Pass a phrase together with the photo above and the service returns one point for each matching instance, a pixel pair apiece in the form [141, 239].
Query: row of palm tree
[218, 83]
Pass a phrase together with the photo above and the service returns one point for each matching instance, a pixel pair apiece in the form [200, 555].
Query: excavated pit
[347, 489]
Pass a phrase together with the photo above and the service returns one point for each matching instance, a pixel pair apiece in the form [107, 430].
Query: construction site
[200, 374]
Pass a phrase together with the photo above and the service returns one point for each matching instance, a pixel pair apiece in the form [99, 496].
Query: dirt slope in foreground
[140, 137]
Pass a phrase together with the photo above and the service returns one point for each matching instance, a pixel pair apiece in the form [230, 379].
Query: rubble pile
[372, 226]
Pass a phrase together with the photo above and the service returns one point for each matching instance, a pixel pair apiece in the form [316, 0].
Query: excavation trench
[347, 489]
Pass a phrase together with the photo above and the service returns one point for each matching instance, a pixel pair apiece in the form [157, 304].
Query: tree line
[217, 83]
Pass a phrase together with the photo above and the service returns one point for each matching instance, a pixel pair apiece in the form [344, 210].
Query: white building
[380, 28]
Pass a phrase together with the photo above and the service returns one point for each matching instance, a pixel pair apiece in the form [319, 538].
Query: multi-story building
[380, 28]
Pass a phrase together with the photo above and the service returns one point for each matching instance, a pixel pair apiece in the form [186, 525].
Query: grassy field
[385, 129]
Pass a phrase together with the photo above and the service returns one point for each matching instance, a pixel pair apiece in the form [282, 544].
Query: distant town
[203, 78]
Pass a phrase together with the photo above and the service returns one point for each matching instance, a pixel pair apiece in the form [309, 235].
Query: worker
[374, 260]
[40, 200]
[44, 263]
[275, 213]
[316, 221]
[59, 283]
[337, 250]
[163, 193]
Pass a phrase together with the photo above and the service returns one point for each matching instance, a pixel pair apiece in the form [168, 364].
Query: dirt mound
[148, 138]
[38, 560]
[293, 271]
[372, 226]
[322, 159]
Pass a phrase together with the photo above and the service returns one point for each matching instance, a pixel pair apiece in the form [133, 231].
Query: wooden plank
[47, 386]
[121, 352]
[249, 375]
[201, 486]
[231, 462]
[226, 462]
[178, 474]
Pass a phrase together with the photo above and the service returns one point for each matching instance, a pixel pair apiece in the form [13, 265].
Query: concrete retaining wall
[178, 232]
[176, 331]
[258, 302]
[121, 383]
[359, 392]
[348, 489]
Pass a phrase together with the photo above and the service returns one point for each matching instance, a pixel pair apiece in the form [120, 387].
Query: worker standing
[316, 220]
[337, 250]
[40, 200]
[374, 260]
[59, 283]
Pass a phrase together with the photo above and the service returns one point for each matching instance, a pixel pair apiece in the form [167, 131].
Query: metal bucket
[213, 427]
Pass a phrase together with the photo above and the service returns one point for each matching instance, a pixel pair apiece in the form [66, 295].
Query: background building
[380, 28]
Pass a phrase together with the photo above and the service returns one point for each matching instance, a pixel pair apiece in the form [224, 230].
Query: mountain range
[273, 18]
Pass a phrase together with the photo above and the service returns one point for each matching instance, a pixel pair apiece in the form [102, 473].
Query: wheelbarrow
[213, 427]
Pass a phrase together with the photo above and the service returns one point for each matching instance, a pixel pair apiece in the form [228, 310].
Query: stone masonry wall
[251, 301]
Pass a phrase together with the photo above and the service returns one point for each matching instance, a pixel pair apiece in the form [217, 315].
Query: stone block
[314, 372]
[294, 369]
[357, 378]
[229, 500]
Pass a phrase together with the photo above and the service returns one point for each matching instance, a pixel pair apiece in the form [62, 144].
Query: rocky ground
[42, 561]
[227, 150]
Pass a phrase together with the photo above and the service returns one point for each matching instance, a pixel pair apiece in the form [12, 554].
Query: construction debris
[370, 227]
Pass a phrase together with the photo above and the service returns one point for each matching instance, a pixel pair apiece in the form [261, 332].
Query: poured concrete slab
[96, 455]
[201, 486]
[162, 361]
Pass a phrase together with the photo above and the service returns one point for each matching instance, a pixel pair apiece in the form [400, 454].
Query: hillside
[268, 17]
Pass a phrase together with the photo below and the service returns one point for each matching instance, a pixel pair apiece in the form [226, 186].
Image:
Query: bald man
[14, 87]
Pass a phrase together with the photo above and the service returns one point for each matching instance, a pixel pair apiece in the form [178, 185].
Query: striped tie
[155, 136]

GIVEN INSTRUCTION
Set down, exactly and in full, the lines from the one containing "form [62, 144]." through the end of the entries; no other line belongs.

EXERCISE ANSWER
Pass a phrase together with the photo above and the service returns one point for each matching instance, a pixel pair apiece in the form [62, 144].
Query: rocky ground
[42, 561]
[227, 150]
Pass a phrase together with the photo above and the service returns one point for each matching instance, a pixel pair apiece in the form [12, 554].
Query: construction debris
[370, 227]
Pass a phrase together with the photo above and the service returns one point for each matching instance, a pixel pair apiece in the form [261, 332].
Query: poured concrete slab
[96, 455]
[201, 486]
[162, 361]
Pass a phrase together with the photo above and the service returns one point for each matching instance, a pixel pair apiece in the form [400, 454].
Query: hillside
[268, 17]
Pass a phrase together with the photo below and the service returns one point for each matching instance, a pixel pair apiece in the form [226, 186].
Image:
Query: bald man
[14, 87]
Pass a phrase together with the photo above and the service returns one point for each matching instance, a pixel pair apiece in the form [178, 185].
Query: striped tie
[155, 136]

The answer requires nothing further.